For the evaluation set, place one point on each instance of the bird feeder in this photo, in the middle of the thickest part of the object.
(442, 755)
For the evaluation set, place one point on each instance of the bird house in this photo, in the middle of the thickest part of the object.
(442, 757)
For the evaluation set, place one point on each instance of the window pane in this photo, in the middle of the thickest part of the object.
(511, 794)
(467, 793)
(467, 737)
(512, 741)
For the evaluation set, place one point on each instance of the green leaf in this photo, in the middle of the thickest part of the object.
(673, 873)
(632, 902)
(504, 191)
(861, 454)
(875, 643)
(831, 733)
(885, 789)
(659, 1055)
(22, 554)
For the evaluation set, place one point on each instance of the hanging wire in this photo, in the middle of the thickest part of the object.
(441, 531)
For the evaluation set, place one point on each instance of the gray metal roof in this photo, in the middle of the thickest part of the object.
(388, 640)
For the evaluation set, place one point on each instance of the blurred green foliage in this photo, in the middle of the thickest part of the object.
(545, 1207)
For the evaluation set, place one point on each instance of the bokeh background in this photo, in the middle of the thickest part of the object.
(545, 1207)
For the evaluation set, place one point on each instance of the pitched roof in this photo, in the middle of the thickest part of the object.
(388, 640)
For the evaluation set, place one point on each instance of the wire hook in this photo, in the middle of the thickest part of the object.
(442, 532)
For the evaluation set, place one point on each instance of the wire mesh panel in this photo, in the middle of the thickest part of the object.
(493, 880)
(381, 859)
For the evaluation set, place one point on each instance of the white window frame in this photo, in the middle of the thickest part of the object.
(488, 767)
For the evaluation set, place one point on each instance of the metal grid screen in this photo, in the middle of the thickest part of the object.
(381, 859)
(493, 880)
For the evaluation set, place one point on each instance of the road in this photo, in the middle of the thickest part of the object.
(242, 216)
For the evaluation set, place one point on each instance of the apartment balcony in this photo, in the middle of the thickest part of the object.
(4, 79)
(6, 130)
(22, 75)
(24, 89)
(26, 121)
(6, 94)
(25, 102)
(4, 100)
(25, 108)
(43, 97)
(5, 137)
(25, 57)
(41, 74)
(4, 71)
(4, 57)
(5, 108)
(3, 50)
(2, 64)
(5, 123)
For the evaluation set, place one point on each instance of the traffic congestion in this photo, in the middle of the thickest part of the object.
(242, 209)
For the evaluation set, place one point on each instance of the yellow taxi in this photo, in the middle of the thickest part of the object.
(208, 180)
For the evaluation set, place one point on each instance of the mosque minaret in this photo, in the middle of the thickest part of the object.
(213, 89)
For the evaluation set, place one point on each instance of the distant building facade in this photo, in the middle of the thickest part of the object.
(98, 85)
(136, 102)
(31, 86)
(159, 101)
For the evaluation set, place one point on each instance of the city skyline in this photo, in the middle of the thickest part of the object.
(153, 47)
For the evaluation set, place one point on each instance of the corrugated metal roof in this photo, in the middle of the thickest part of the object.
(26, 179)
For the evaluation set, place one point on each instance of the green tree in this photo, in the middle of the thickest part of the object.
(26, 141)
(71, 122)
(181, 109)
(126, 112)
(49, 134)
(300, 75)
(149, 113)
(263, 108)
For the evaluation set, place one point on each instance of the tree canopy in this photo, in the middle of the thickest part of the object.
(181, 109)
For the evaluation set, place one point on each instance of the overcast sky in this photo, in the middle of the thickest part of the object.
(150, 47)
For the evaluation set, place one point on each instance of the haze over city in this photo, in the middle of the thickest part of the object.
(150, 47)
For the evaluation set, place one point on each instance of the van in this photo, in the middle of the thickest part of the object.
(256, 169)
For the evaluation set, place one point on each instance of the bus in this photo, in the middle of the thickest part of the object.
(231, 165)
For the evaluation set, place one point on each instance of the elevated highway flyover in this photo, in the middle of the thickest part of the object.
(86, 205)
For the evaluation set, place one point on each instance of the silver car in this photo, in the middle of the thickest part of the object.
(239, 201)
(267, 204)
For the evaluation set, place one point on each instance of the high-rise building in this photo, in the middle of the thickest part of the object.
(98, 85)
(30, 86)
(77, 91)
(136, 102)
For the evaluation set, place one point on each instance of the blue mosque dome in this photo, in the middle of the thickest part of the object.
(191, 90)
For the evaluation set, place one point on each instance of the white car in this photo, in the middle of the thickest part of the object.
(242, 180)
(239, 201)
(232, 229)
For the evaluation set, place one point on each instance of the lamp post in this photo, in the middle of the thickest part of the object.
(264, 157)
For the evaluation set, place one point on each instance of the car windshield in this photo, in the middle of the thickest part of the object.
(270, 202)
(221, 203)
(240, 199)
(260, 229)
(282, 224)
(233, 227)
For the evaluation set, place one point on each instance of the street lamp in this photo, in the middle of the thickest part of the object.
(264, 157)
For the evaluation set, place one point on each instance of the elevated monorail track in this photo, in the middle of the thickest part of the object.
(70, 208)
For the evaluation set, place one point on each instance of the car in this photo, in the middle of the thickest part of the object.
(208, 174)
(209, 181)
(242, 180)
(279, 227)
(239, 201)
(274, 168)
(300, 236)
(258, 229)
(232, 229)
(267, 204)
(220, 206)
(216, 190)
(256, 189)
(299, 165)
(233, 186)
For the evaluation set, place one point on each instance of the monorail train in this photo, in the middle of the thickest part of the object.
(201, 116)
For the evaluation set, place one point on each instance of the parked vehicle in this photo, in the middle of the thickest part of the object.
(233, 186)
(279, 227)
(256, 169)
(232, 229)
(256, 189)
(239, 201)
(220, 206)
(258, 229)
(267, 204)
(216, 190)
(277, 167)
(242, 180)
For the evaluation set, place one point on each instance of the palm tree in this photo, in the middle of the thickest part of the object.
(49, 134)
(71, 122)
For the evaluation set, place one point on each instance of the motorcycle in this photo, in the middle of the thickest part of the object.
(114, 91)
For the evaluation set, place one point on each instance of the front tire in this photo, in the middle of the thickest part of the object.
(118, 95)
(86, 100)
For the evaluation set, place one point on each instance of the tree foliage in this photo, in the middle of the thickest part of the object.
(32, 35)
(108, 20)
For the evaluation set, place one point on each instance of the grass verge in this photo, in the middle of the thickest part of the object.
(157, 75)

- _What needs to be done_
Render the lines above as a two-column CSV with headers text and answer. Give one row for each line that asks for points, with the point lines beneath it as its answer, put each field in double quotes, and replace line breaks with spaces.

- _Task response_
text,answer
"For the evaluation set, place one point on each instance of the bird feeder in this photo, in the middle of the thickest part of the object.","(442, 755)"
"For the evaluation set, place one point on each instance of the bird house in this photo, in the middle of the thickest part of the object.","(442, 757)"
"For the evaluation set, place one point on each instance of the window pane in this photo, in the middle of the thickest part of the object.","(511, 794) (467, 793) (467, 737) (512, 741)"
"For the evaluation set, place one point on each instance of the green leaf in this photo, in the middle of the thickest part of the object.","(673, 873) (632, 902) (504, 191) (861, 454) (875, 643) (831, 733) (885, 789) (659, 1055) (22, 554)"
"For the evaluation set, place one point on each instance of the hanging wire in this photo, in the middle of the thickest part of the object.","(441, 531)"
"For the evaluation set, place one point on each instance of the gray metal roof in this photo, in the middle of the thickest part of the object.","(388, 640)"
"For the evaluation set, place one point on each instance of the blurred green foliage in this photo, in the middle of the thickest part of the object.","(545, 1207)"
"For the evaluation set, place one point on each instance of the bokeh background in this photo, in the middle of the thickest part of the object.","(545, 1207)"
"For the evaluation set, place one point on each instance of the pitched roof in this photo, in the middle of the thickest part of the object.","(388, 640)"
"For the evaluation set, place one point on each instance of the wire hook in this photo, in the middle of the thickest part of the object.","(442, 532)"
"For the evaluation set, place one point on each instance of the wire mesh panel in this photo, in the middle of the thickest part of the object.","(493, 880) (381, 859)"
"For the evaluation set, place one point on each instance of the white window frame in this photo, in the middle of the thickest part of the object.","(488, 767)"
"For the evaluation set, place one point on each instance of the metal grid screen in this photo, in the middle of the thickest part of the object.","(381, 859) (493, 880)"
"For the evaluation set, place one point on each instance of the road in this photo, in the middle of the thickest part of the object.","(242, 216)"
"For the evaluation set, place one point on each instance of the apartment balcony in this photo, in the middle of the thickest part of the object.","(4, 79) (6, 130) (22, 75) (24, 89) (26, 121) (6, 94) (25, 102) (4, 100) (25, 108) (43, 97) (5, 137) (25, 57) (41, 74) (4, 71) (4, 57) (5, 108) (3, 50) (2, 64) (5, 123)"
"For the evaluation set, place one point on each instance of the traffic congestion in this photo, in the middle of the thickest part of the object.","(242, 209)"
"For the evaluation set, place one point on each instance of the yellow taxi in this photo, in the middle of the thickest part of the object.","(208, 180)"
"For the evaluation set, place one point on each instance of the mosque minaret in this photo, in the middle of the thickest part of the object.","(213, 89)"
"For the evaluation set, place one point on each instance of the distant building facade in this photo, in the middle of the thickest part of the object.","(98, 85) (136, 102) (31, 86) (159, 101)"
"For the evaluation set, place one point on each instance of the city skyline in this photo, in the middle of the thickest part of the object.","(153, 47)"
"For the evaluation set, place one point on each instance of the corrugated metal roof in this photo, in the middle of the thickest part of the object.","(26, 179)"
"For the evaluation set, place one point on each instance of the green tree in this photo, in the middle of the thickest part of the object.","(26, 141) (71, 122) (181, 109) (126, 112) (49, 134) (300, 75) (149, 113) (263, 108)"
"For the evaluation set, place one point on each instance of the tree canopy in this photo, in the middle of the thickest part of the object.","(181, 109)"
"For the evaluation set, place one point on each instance of the overcast sky in this photo, in the middle of the thickest part of the object.","(150, 47)"
"For the evaluation set, place one point on each instance of the haze over city in this photo, in the middle of the thickest part of the object.","(150, 47)"
"For the evaluation set, place one point on each instance of the van in this photo, in the middle of the thickest part of the object.","(256, 169)"
"For the evaluation set, place one point on each instance of the bus in this photo, in the middle of the thickest part of the object.","(231, 165)"
"For the evaluation set, place one point on each instance of the elevated highway flyover in this photo, in the middle of the thickest part of the object.","(86, 205)"
"For the evaluation set, place one point on each instance of the silver car in this photo, in the middle of the thickest part of the object.","(239, 201) (267, 204)"
"For the evaluation set, place one point on each instance of the high-rise building in this photo, in the middle of the thickest part of the object.","(98, 85) (30, 86) (77, 91) (136, 102)"
"For the evaluation set, place one point on each instance of the blue mosque dome in this photo, in the middle of the thickest part of the object.","(191, 90)"
"For the evaluation set, place one point on each instance of the white car in this photo, in the middle of the thickest part of the object.","(242, 180) (239, 201) (232, 229)"
"For the evaluation set, place one point on each instance of the lamp post in this photo, in the middle of the thickest part of the object.","(264, 157)"
"For the evaluation set, place one point on each instance of the car windshield in this photo, in the middle of the thickest part of the object.","(270, 202) (221, 203) (240, 199) (260, 229) (282, 224) (233, 227)"
"For the evaluation set, place one point on each instance of the street lamp in this photo, in the middle of the thickest part of the object.","(264, 157)"
"For the evaluation set, place one point on each instance of the elevated monorail track in this photo, in the middle of the thickest part of the object.","(70, 208)"
"For the evaluation set, place one point on each instance of the car in this photo, in the middle of the thickest part of the object.","(208, 174) (209, 181) (242, 180) (279, 227) (239, 201) (274, 168) (300, 236) (258, 229) (232, 229) (267, 204) (220, 206) (216, 190) (256, 189) (299, 165) (233, 186)"
"For the evaluation set, place one point on each instance of the monorail train in this photo, in the middle of the thickest part of the object.","(201, 116)"
"For the evaluation set, place one point on each instance of the parked vehicle in this photo, in the middle of the thickest part of the object.","(233, 186) (279, 227) (256, 169) (232, 229) (256, 189) (239, 201) (220, 206) (258, 229) (267, 204) (216, 190) (277, 167) (242, 180)"
"For the evaluation set, place one point on each instance of the palm tree in this photo, in the middle of the thickest part of the object.","(49, 134) (71, 122)"
"For the evaluation set, place one point on each instance of the motorcycle in this photo, in the middle of the thickest part of the object.","(114, 91)"
"For the evaluation set, place one point on each instance of the front tire in this photo, in the middle of the thickest part of the object.","(118, 95) (86, 100)"
"For the evaluation set, place one point on each instance of the tree foliage in this photo, in the middle of the thickest part of the object.","(32, 35) (108, 20)"
"For the evaluation set, place one point on each instance of the grass verge in this photo, in the middle of the thickest part of the object.","(157, 75)"